▶ **Task statement**
Copy nothing but the lines from the one containing "of the short" through the last line of the records, repeated exactly and without pictures.

A block of data:
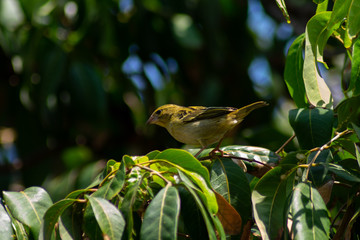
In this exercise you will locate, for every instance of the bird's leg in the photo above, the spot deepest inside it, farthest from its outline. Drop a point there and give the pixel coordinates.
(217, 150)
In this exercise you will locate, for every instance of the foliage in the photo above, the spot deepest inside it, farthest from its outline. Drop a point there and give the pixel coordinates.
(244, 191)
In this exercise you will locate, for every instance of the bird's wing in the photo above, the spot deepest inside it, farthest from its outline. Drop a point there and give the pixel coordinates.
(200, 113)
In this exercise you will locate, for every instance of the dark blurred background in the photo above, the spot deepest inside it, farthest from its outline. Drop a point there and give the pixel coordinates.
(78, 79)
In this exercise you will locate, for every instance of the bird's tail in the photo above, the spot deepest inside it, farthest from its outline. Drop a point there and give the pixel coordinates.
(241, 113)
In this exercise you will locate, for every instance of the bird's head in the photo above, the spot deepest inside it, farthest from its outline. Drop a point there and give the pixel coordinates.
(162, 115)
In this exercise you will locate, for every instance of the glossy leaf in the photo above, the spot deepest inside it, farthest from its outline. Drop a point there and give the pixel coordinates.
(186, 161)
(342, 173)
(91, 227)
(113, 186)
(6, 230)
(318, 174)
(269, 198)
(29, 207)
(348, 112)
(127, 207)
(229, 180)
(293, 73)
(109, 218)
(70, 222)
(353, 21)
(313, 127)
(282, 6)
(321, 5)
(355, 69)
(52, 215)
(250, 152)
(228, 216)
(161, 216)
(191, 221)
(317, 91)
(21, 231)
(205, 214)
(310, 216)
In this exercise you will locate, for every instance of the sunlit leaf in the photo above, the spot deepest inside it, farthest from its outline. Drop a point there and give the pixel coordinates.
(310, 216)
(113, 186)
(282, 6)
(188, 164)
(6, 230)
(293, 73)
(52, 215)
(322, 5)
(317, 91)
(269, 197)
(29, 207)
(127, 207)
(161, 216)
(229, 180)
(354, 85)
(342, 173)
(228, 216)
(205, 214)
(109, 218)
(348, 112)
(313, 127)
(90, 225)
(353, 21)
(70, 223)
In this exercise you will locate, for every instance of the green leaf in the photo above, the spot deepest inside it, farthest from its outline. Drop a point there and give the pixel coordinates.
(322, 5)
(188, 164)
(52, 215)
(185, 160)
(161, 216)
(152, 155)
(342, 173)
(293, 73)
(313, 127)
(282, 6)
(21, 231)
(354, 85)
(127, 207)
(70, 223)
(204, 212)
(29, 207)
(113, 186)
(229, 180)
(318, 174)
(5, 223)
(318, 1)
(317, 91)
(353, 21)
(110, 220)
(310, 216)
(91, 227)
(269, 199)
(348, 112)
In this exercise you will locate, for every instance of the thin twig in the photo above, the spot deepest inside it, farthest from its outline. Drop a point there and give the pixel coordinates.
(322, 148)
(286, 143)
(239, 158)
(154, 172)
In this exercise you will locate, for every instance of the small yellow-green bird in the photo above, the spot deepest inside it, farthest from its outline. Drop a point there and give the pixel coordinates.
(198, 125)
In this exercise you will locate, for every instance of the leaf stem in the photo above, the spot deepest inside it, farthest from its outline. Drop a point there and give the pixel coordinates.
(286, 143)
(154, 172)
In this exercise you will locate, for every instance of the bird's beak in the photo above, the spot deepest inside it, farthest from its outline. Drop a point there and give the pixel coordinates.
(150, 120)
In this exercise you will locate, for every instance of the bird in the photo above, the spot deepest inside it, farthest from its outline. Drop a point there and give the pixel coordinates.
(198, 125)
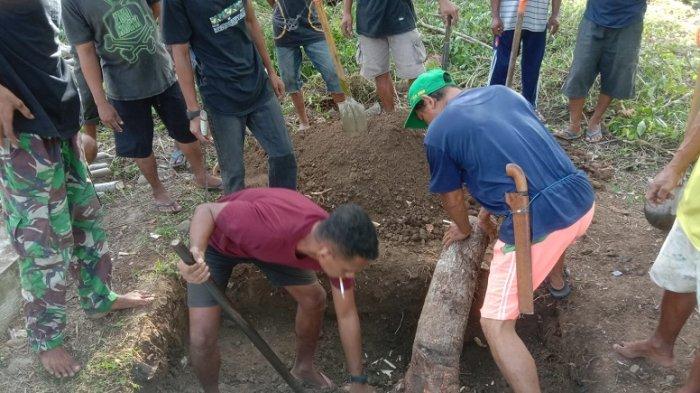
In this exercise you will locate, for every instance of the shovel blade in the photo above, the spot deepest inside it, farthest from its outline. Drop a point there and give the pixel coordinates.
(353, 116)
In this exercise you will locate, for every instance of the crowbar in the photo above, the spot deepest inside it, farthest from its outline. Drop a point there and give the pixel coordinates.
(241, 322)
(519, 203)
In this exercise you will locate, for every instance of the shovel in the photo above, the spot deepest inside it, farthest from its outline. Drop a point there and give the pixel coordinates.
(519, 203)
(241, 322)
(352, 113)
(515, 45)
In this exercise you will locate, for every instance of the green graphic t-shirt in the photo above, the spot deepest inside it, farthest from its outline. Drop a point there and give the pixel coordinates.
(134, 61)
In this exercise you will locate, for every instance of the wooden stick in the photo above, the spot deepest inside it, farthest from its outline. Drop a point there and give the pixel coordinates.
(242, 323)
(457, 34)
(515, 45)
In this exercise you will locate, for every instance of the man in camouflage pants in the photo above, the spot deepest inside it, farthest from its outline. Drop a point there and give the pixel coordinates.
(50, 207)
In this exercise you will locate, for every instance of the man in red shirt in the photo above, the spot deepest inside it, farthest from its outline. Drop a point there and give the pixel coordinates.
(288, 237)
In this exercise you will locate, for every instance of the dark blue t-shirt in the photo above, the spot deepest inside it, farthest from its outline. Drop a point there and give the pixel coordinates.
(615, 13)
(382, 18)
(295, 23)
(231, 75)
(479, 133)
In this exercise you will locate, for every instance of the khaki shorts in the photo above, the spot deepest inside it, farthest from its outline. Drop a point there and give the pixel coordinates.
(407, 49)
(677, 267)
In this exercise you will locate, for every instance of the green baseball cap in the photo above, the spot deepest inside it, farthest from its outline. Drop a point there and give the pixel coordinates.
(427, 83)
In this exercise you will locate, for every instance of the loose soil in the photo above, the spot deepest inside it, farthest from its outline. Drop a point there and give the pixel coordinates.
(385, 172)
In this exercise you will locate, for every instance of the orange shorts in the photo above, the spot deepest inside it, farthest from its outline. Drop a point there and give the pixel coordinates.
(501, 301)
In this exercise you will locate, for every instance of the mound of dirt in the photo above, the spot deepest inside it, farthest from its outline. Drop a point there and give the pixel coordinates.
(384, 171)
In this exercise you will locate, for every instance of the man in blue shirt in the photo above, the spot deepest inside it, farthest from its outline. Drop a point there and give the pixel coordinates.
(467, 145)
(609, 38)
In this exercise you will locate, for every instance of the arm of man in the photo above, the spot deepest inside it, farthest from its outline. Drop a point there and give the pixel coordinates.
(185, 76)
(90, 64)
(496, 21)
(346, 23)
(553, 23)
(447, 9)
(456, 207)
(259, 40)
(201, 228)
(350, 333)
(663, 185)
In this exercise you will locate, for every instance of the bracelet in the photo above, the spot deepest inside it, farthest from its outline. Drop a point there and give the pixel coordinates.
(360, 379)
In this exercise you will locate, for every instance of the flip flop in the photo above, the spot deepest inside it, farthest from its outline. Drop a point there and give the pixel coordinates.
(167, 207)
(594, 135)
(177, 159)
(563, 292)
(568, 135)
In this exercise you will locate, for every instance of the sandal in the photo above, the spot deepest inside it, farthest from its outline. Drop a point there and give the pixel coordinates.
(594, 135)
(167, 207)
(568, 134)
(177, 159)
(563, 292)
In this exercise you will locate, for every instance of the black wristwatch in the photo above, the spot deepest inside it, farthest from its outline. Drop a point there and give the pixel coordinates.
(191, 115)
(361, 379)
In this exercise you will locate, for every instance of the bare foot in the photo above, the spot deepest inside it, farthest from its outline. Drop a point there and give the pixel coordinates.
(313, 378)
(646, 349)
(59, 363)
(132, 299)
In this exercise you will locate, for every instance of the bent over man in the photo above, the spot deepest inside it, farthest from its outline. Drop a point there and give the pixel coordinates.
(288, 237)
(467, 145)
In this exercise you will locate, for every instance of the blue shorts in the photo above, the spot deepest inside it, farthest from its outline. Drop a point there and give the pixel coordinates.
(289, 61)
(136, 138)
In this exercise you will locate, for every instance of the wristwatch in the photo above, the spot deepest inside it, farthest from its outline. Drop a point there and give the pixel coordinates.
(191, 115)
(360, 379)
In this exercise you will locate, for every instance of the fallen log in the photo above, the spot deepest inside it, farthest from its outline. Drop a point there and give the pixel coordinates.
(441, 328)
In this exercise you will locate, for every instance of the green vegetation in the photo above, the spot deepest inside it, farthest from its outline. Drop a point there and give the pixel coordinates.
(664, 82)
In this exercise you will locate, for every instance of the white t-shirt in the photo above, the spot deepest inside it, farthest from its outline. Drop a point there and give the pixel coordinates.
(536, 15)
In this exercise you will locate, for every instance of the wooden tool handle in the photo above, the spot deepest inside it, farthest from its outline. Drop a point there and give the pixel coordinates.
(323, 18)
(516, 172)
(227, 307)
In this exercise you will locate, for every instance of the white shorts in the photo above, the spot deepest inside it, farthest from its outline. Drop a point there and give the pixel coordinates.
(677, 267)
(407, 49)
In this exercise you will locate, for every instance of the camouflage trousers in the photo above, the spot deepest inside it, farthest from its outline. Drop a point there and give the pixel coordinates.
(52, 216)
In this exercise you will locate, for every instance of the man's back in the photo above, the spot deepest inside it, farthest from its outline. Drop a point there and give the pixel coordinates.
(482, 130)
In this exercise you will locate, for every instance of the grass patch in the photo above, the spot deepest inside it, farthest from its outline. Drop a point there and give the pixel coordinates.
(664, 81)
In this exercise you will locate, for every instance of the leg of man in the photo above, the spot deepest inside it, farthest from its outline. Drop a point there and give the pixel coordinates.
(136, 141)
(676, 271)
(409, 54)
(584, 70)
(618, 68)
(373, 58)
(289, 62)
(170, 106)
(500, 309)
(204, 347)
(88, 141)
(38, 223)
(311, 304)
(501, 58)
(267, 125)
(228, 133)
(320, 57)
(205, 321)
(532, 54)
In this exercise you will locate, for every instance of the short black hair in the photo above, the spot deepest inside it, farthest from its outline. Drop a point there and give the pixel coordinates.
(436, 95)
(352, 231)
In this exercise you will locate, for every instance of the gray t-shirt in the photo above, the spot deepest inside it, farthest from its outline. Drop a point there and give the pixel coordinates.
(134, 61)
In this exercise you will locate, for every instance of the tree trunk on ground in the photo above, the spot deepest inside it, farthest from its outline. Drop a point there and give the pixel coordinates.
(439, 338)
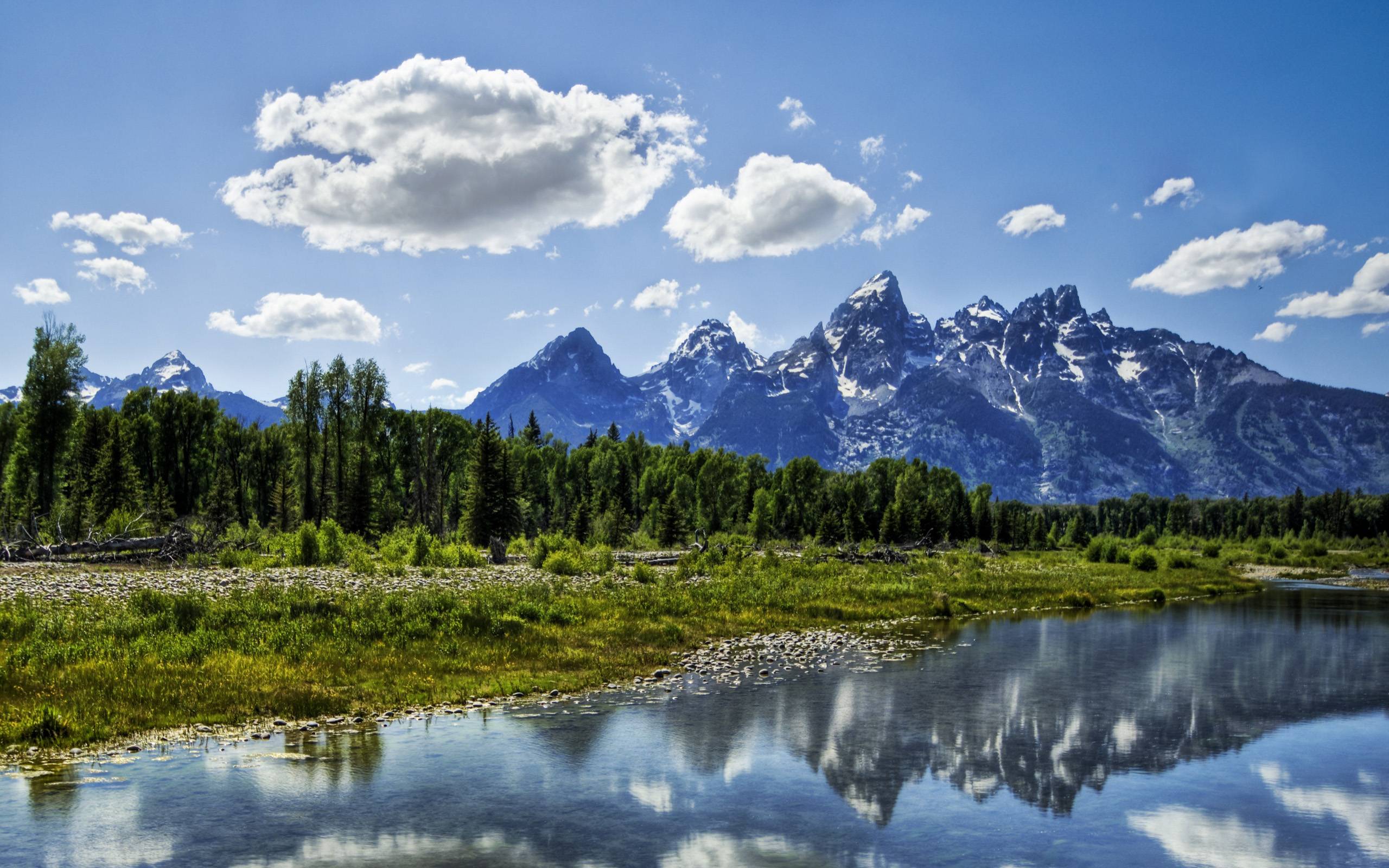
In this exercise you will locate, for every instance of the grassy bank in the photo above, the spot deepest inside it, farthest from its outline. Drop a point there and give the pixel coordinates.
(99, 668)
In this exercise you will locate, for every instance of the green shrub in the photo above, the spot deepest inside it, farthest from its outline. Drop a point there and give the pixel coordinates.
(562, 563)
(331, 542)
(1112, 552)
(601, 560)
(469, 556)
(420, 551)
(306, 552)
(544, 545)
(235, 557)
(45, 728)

▶ **Response**
In this exercise you will locate, for every instance of the short black hair in the photo above, the spot deepest inside it, farthest from its outline. Drop a point there and give the pixel coordinates.
(436, 95)
(352, 231)
In this exercise you will locate, for every instance of the gray t-shirt in the photo above, the spot deepest inside it, farthest from its outline. Drop a point there and give the pixel coordinates.
(134, 61)
In this exercise you will locate, for every instance of the tree trunk on ground in the photo above, the spot deepest inside it, farthest from its outline. Drop a point there and give the pixel coordinates.
(439, 338)
In this exercise you will locate, for every instance of the grassy bank in the photo above, the spot deepest inside it, farthest from its outline. Drop a point there and give the pixel coordinates.
(99, 668)
In this exercise you will locate, for every instance of the green shrub in the photo above, the spot deepest inside it, farthest from its outline. Drop a point there and give the pixel coordinates.
(562, 563)
(331, 542)
(1112, 552)
(601, 560)
(469, 556)
(420, 551)
(306, 552)
(544, 545)
(235, 557)
(45, 728)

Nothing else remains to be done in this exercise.